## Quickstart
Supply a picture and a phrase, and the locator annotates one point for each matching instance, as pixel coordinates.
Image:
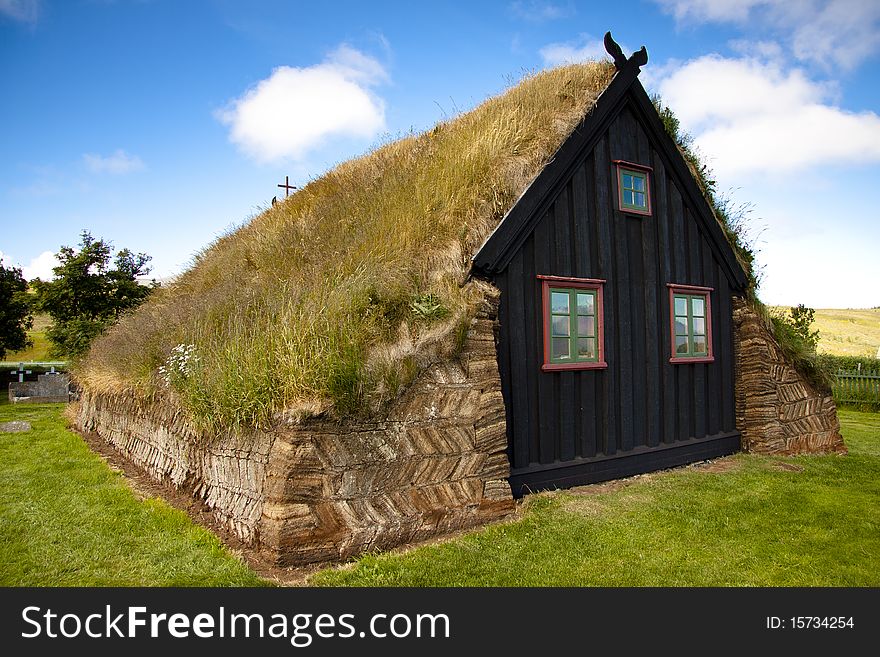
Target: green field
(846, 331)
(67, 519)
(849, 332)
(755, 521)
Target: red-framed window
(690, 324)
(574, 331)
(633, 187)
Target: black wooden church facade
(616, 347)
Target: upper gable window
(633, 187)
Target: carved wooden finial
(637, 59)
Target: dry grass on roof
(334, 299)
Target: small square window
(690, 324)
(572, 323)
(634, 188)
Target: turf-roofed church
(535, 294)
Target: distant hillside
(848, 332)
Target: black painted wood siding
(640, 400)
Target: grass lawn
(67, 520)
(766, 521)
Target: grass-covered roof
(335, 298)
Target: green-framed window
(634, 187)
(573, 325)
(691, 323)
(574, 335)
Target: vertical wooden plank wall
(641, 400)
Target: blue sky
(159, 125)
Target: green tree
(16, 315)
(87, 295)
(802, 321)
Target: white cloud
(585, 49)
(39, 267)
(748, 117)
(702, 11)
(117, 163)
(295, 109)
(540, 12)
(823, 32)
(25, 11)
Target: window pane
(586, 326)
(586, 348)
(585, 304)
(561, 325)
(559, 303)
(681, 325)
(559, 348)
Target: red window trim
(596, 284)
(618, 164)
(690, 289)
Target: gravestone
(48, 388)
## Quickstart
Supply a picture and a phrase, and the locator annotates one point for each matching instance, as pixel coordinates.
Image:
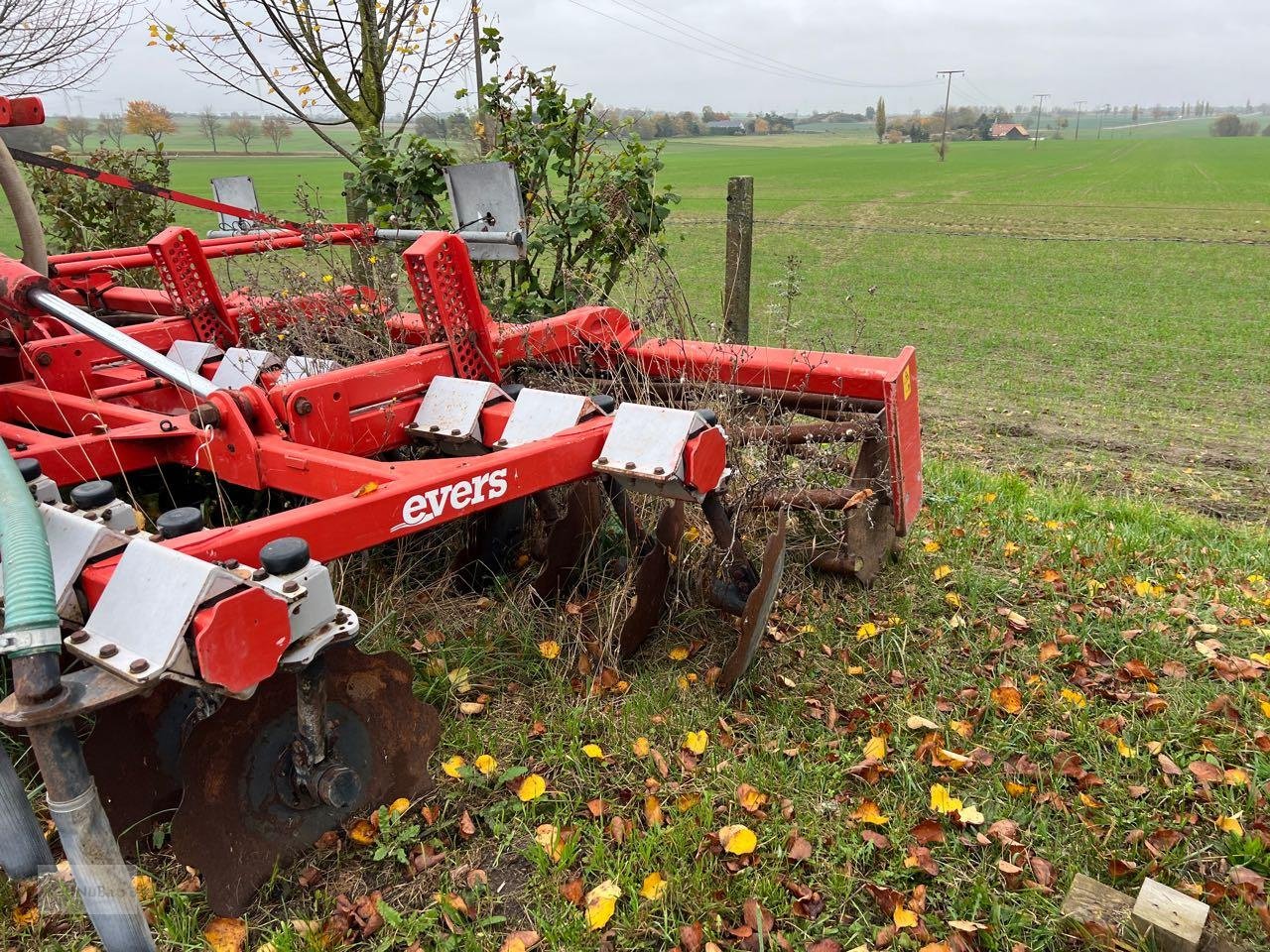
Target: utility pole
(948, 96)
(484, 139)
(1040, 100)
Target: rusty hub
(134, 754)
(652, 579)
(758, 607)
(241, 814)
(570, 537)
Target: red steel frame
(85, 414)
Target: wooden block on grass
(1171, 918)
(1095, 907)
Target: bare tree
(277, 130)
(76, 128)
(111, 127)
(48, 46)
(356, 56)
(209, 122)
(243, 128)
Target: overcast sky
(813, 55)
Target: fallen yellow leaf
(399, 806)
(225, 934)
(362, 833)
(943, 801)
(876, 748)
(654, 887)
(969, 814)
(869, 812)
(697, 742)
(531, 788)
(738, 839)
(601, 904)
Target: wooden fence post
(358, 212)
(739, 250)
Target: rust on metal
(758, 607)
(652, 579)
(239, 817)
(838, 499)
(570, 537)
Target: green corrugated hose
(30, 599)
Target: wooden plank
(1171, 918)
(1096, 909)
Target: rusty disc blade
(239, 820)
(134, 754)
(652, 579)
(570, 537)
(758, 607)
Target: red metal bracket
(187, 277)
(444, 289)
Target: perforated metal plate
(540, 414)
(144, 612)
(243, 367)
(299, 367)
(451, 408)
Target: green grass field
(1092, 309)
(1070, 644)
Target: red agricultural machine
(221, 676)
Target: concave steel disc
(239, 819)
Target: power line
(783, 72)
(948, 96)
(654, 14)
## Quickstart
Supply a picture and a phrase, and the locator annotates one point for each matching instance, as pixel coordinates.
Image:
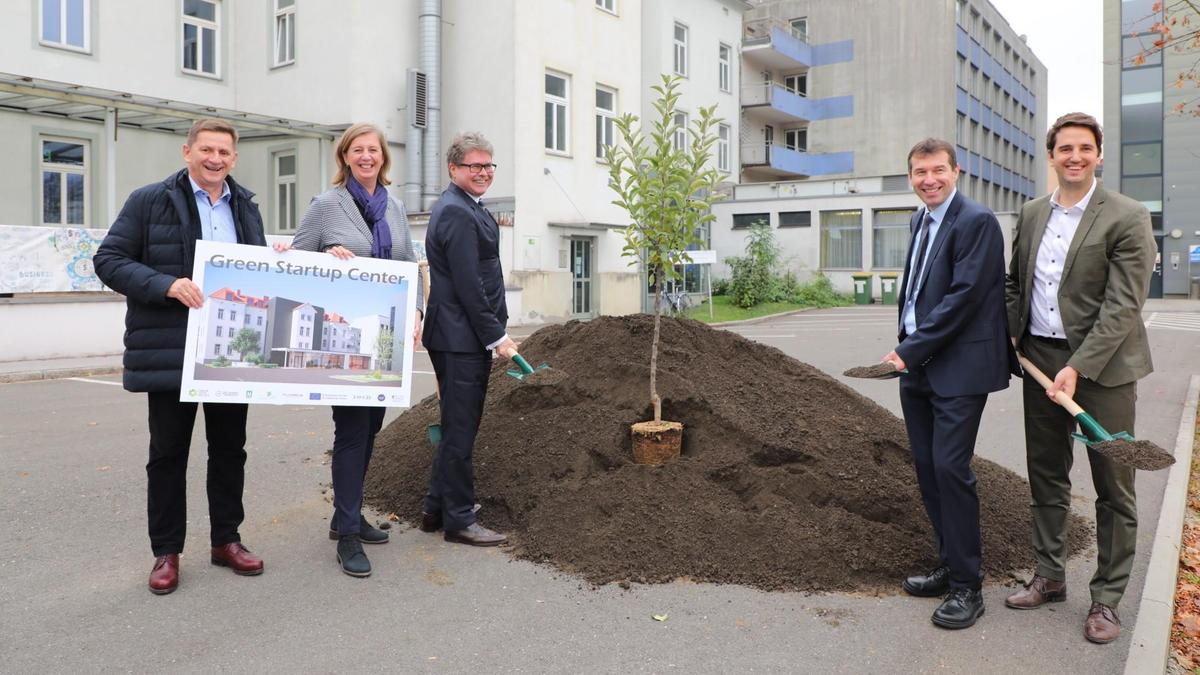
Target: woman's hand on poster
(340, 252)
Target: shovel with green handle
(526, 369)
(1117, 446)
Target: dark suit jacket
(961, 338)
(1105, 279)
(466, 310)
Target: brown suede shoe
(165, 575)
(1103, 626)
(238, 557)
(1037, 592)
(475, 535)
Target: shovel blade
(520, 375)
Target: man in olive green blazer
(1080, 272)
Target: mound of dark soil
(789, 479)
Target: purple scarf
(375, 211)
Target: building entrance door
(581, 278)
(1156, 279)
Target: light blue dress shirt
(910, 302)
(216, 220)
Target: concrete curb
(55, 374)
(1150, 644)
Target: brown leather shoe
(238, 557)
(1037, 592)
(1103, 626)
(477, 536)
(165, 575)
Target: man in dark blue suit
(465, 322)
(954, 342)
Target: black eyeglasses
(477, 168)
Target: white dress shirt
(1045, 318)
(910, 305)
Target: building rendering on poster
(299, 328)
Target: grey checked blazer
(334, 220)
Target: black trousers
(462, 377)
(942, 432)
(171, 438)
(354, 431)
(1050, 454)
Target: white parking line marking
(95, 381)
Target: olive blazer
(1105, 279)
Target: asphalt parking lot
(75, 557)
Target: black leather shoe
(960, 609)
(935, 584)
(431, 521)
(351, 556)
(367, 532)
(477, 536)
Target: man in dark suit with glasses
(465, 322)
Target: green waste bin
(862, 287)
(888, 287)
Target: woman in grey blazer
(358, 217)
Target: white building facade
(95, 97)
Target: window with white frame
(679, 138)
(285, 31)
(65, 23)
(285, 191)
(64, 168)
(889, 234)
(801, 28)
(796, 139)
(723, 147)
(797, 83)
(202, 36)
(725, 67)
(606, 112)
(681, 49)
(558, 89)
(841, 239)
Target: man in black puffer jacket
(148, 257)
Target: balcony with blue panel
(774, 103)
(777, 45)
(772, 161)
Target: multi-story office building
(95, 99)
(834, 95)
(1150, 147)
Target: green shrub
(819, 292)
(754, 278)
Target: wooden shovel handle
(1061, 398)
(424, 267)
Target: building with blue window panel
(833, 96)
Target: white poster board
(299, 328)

**Problem requirements:** Copy all of the data above line for line, without changing anything, and leave out the pictures.

**Answer in full:**
## Quickstart
Supply a picture and a phrase, and the locator annotates one point for each matching instance, as pixel coordinates.
Image:
Target: green field
(846, 331)
(67, 519)
(849, 332)
(755, 521)
Target: red-framed window
(690, 324)
(574, 331)
(633, 187)
Target: black wooden church facade
(616, 347)
Target: upper gable window
(633, 187)
Target: carved wooden finial
(637, 59)
Target: dry grass on roof
(334, 299)
Target: small square window
(690, 324)
(572, 323)
(634, 188)
Target: turf-roofed church
(535, 294)
Target: distant hillside
(848, 332)
Target: black painted wood siding
(640, 400)
Target: grass lawn
(67, 520)
(766, 521)
Target: grass-covered roof
(335, 298)
Target: green-framed window
(634, 187)
(573, 325)
(691, 323)
(574, 335)
Target: vertical wooden plank wall
(641, 400)
Target: blue sky
(159, 125)
Target: green tree
(16, 315)
(87, 295)
(802, 321)
Target: white cloud
(585, 49)
(39, 267)
(748, 117)
(702, 11)
(117, 163)
(295, 109)
(540, 12)
(823, 32)
(25, 11)
Target: window pane
(586, 326)
(586, 348)
(585, 304)
(561, 325)
(559, 303)
(681, 325)
(559, 348)
Target: red window trim
(596, 284)
(618, 164)
(690, 289)
Target: gravestone
(48, 388)
## Quickstart
Supply a picture and a phrase, and the locator annotates one point for each matching instance, as pixel coordinates.
Image:
Target: utility pole
(948, 96)
(484, 139)
(1040, 100)
Target: rusty hub
(134, 754)
(652, 579)
(758, 607)
(241, 814)
(570, 537)
Target: red steel frame
(85, 414)
Target: wooden block on grass
(1171, 918)
(1095, 907)
Target: bare tree
(277, 130)
(76, 128)
(111, 127)
(48, 46)
(356, 56)
(209, 122)
(243, 128)
Target: overcast sky
(813, 55)
Target: fallen yellow leaf
(399, 806)
(225, 934)
(362, 833)
(943, 801)
(876, 748)
(654, 887)
(969, 814)
(869, 812)
(697, 742)
(531, 788)
(738, 839)
(601, 904)
Target: wooden fence post
(358, 212)
(739, 250)
Target: rust on metal
(758, 607)
(652, 579)
(239, 817)
(838, 499)
(570, 537)
Target: green corrugated hose
(30, 599)
Target: wooden plank
(1171, 918)
(1096, 909)
Target: rusty disc blade
(239, 820)
(134, 754)
(652, 579)
(570, 537)
(758, 607)
Target: red metal bracket
(187, 277)
(444, 289)
Target: perforated metal plate
(540, 414)
(144, 612)
(243, 367)
(299, 367)
(451, 408)
Target: green grass field
(1092, 309)
(1070, 644)
Target: red agricultural machine
(221, 676)
Target: concave steel disc
(239, 819)
Target: power line
(783, 72)
(948, 96)
(654, 14)
## Quickstart
Supply a picture and a phrase, and the locator annotates one point for each matching instance, as pixel coordinates.
Image:
Target: woman's hand on poster
(340, 252)
Target: shovel with green handle
(526, 369)
(1117, 446)
Target: dark suit jacket
(961, 338)
(1105, 279)
(466, 310)
Target: brown suede shoe
(165, 575)
(1103, 626)
(238, 557)
(1037, 592)
(475, 535)
Target: shovel blade
(520, 375)
Target: man in olive green blazer
(1080, 272)
Target: mound of dark soil
(789, 479)
Target: purple scarf
(375, 211)
Target: building entrance door
(581, 278)
(1156, 279)
Target: light blue dress shirt
(910, 302)
(216, 220)
Target: concrete curb
(55, 374)
(1150, 644)
Target: brown leather shoe
(238, 557)
(1037, 592)
(1103, 626)
(477, 536)
(165, 575)
Target: man in dark blue suit
(465, 322)
(954, 342)
Target: black eyeglasses
(477, 168)
Target: white dress shirt
(1045, 318)
(910, 305)
Target: building rendering on poster
(299, 328)
Target: grey checked blazer
(334, 220)
Target: black trousers
(462, 377)
(942, 432)
(171, 438)
(354, 431)
(1050, 454)
Target: white parking line marking
(95, 381)
Target: olive blazer
(1105, 279)
Target: asphalt parking lot
(75, 557)
Target: black leather shoe
(960, 609)
(935, 584)
(431, 521)
(351, 556)
(367, 532)
(477, 536)
Target: man in dark suit with glasses
(465, 322)
Target: green waste bin
(862, 287)
(888, 287)
Target: woman in grey blazer
(358, 217)
Target: white building facade
(95, 97)
Target: window with white frame
(679, 138)
(285, 31)
(65, 23)
(285, 191)
(64, 168)
(889, 234)
(801, 28)
(796, 139)
(723, 147)
(797, 83)
(202, 36)
(725, 67)
(606, 112)
(681, 49)
(558, 89)
(841, 239)
Target: man in black puffer jacket
(148, 257)
Target: balcony with blue panel
(774, 103)
(777, 45)
(772, 161)
Target: multi-story office building
(95, 99)
(834, 95)
(1150, 147)
Target: green shrub
(819, 292)
(754, 278)
Target: wooden shovel handle
(1061, 398)
(424, 267)
Target: building with blue window panel
(833, 96)
Target: white poster board
(299, 328)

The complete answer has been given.